→ Instructions for the task:
Return, unchanged, the stretch of the listing below from the line containing "the black side" through the line containing "22], [32, 14]]", including both of those lines.

** START OF Records provided **

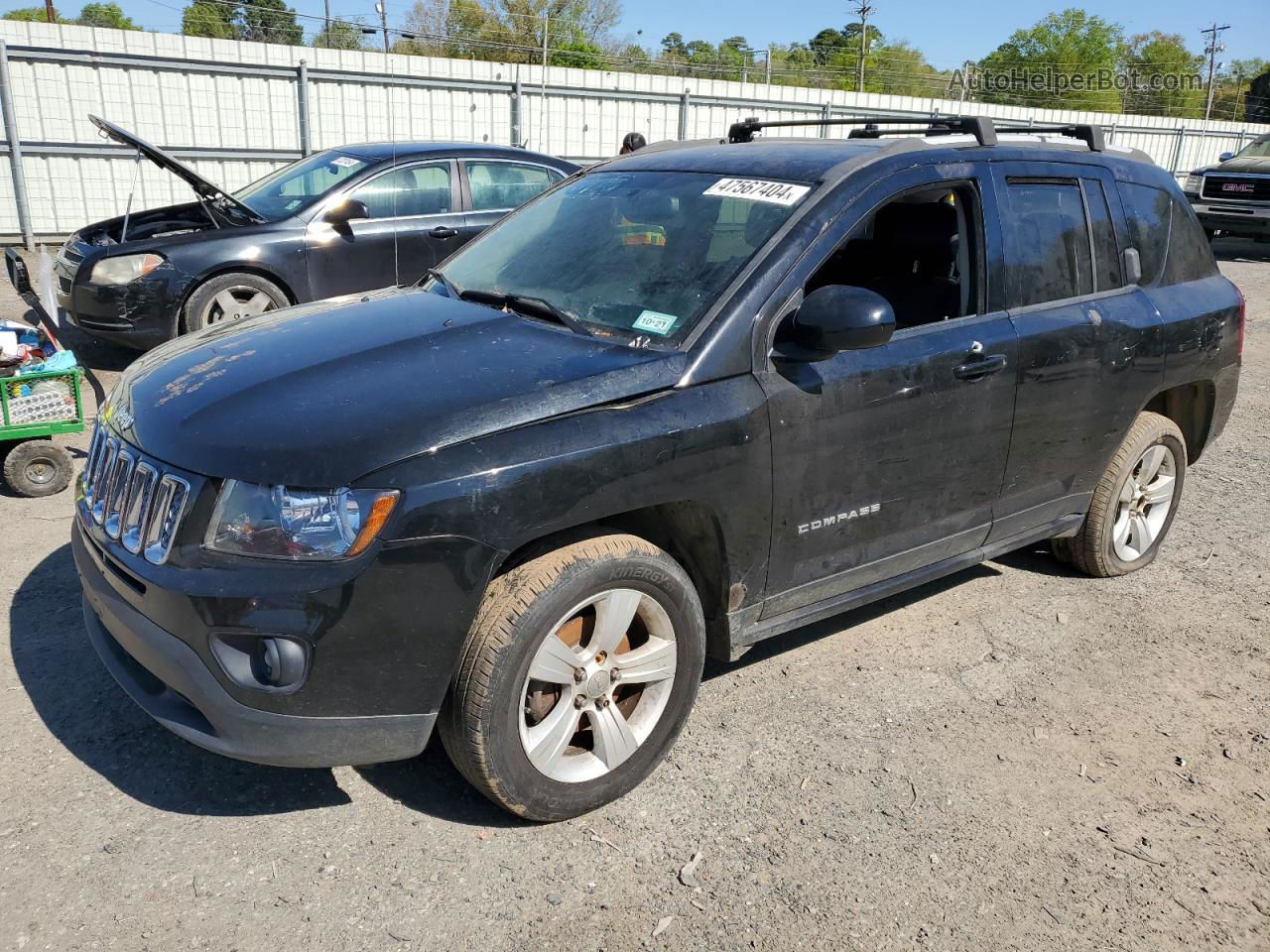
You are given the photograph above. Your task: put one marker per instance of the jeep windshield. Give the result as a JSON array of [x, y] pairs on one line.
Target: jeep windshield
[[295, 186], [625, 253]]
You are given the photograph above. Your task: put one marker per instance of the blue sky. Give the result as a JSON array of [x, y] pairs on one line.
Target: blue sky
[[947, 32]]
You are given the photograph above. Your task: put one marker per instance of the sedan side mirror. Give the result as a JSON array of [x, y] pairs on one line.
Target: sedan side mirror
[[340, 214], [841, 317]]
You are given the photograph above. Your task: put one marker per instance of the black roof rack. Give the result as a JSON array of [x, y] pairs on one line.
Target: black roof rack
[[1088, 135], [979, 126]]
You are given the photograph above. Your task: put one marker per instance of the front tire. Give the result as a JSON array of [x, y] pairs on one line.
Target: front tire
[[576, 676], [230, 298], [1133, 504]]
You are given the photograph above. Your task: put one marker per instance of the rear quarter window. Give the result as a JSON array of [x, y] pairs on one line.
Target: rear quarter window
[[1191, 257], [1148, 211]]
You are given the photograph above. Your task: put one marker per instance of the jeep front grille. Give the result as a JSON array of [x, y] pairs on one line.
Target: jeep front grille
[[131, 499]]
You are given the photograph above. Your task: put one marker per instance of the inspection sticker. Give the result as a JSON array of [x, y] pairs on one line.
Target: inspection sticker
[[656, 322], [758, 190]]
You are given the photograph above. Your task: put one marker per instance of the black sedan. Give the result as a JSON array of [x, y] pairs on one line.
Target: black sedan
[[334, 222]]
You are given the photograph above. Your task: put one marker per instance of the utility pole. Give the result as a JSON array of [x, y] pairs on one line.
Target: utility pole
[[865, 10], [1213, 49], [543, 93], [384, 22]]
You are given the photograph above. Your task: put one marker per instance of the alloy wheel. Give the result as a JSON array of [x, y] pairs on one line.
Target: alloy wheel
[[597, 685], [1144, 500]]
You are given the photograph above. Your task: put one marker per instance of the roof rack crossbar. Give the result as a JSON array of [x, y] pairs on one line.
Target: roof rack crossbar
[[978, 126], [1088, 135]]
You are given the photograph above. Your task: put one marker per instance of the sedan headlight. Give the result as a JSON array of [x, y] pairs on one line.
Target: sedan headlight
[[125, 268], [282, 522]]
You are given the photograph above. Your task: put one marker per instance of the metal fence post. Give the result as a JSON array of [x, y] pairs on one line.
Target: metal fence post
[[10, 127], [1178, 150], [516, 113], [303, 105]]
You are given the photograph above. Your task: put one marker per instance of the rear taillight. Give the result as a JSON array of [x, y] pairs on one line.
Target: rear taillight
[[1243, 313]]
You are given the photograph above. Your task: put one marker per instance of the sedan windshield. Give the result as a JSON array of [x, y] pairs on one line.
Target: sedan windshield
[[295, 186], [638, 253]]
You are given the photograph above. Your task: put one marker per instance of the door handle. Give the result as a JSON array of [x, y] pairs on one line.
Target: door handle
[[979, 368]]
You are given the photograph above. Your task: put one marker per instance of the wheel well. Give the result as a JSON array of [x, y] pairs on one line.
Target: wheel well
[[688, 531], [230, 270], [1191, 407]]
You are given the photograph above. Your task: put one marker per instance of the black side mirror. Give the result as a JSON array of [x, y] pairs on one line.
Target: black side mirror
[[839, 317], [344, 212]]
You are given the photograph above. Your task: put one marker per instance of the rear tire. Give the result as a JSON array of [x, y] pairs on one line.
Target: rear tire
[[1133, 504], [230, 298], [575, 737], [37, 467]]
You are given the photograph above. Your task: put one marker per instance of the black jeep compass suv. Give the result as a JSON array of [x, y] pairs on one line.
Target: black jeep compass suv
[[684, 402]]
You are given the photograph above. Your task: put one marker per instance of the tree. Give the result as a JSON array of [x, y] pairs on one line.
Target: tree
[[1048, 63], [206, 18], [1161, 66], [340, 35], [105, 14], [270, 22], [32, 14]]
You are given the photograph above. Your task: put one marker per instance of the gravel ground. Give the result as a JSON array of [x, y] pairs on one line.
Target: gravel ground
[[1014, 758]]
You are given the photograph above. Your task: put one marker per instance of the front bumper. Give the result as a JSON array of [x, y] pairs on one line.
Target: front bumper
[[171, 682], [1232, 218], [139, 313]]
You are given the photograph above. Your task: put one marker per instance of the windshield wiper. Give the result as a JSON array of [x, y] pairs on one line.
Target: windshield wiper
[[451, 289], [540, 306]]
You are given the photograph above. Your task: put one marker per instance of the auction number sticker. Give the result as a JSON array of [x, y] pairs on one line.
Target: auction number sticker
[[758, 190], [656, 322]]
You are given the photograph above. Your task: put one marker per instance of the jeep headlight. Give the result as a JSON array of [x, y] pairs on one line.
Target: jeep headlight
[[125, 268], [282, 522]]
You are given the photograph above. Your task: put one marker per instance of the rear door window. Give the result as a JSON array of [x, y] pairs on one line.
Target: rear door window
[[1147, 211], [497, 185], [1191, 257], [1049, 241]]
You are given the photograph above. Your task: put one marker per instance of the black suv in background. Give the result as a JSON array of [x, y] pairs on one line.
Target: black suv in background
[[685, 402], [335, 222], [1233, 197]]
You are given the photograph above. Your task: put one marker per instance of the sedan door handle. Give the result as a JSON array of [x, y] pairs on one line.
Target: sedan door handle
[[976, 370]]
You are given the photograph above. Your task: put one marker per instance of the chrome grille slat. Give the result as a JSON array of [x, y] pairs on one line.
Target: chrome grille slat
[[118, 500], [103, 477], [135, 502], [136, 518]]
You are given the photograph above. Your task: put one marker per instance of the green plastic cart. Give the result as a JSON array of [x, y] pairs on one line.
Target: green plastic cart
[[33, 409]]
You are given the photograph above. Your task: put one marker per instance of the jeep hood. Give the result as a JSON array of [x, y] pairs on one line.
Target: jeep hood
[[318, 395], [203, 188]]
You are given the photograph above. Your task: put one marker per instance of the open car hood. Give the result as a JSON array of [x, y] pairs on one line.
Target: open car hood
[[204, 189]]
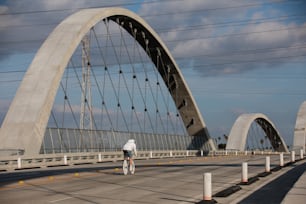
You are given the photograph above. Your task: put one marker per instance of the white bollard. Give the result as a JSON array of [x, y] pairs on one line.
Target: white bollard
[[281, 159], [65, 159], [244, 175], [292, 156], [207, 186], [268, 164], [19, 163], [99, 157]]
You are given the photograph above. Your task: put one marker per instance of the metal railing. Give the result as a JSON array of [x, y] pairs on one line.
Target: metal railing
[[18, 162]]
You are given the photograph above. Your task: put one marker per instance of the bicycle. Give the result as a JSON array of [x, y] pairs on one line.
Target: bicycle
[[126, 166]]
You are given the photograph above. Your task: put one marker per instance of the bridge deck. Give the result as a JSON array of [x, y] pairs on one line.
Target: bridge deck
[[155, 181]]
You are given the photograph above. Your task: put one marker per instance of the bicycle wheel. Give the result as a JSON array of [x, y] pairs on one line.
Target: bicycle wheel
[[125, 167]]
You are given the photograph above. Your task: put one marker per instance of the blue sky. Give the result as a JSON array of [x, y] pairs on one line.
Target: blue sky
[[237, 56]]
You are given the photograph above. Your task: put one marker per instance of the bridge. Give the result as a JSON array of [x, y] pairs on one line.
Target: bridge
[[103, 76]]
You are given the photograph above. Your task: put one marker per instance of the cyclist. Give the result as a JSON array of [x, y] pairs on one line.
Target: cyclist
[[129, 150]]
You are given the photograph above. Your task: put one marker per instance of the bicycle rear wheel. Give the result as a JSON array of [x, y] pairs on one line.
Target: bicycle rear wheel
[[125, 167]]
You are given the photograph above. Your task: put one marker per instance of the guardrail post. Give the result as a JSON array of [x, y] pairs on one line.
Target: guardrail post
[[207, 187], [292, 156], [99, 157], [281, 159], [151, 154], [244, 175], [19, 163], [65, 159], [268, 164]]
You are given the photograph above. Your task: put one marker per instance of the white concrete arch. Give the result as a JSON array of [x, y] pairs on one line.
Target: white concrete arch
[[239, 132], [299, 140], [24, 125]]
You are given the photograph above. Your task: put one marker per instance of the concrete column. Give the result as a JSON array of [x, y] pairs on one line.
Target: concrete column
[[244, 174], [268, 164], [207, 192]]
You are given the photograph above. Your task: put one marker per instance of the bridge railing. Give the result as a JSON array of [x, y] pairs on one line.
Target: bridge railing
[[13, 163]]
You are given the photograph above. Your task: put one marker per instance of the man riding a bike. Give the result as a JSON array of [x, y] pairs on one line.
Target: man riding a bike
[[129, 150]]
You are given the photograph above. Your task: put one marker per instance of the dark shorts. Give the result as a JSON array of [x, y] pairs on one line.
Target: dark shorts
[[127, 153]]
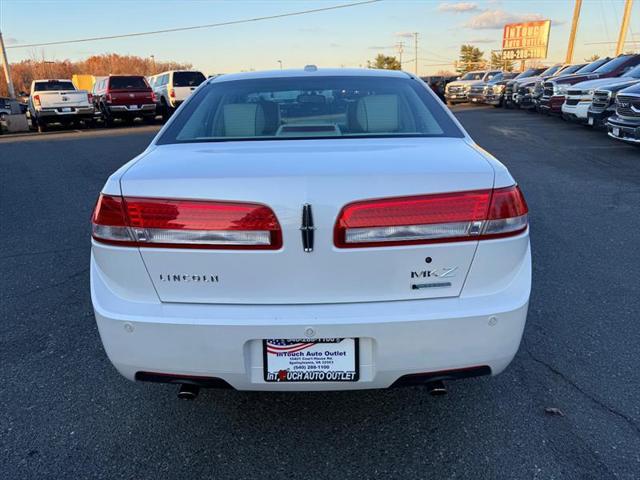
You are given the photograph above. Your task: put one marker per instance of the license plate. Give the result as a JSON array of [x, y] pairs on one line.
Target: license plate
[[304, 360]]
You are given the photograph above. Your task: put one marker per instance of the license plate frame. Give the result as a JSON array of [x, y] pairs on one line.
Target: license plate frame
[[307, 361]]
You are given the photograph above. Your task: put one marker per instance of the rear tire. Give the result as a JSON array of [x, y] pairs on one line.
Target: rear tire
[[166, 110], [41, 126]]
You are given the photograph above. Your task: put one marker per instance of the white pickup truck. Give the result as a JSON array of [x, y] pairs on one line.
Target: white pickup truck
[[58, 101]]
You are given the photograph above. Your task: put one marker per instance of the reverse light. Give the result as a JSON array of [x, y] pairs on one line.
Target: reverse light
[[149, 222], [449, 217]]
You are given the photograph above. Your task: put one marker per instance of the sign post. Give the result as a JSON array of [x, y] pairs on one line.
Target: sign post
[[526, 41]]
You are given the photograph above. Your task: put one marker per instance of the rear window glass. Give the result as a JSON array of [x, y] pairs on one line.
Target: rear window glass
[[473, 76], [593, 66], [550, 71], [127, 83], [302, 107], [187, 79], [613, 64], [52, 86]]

** END OF Records provided **

→ Solution for this task:
You are given the photograph above. Your task: put one marker per instance of the black side mirror. Give the result as a JSON array of [x, y] pairs on one line.
Target: black side mirror
[[839, 317], [344, 212]]
You are given the photograph above. Your task: put one marker per instance of the rear tire. Give the result as a JSON array of [x, y] pairs on one line.
Target: rear tire
[[1133, 504], [230, 298], [575, 737], [37, 467]]
You are given the photograph above. Your task: put one marker per instance of the black jeep compass suv. Give the result as a JSON array of [x, y] pairs on one line.
Target: black jeep compass suv
[[684, 402]]
You are given the photograph above. Your task: put one marker per instance of the tree. Give the result as a JSON array of [x, y] pairs on one line.
Target: tree
[[1048, 63], [206, 18], [1161, 66], [340, 35], [105, 14], [270, 22], [32, 14]]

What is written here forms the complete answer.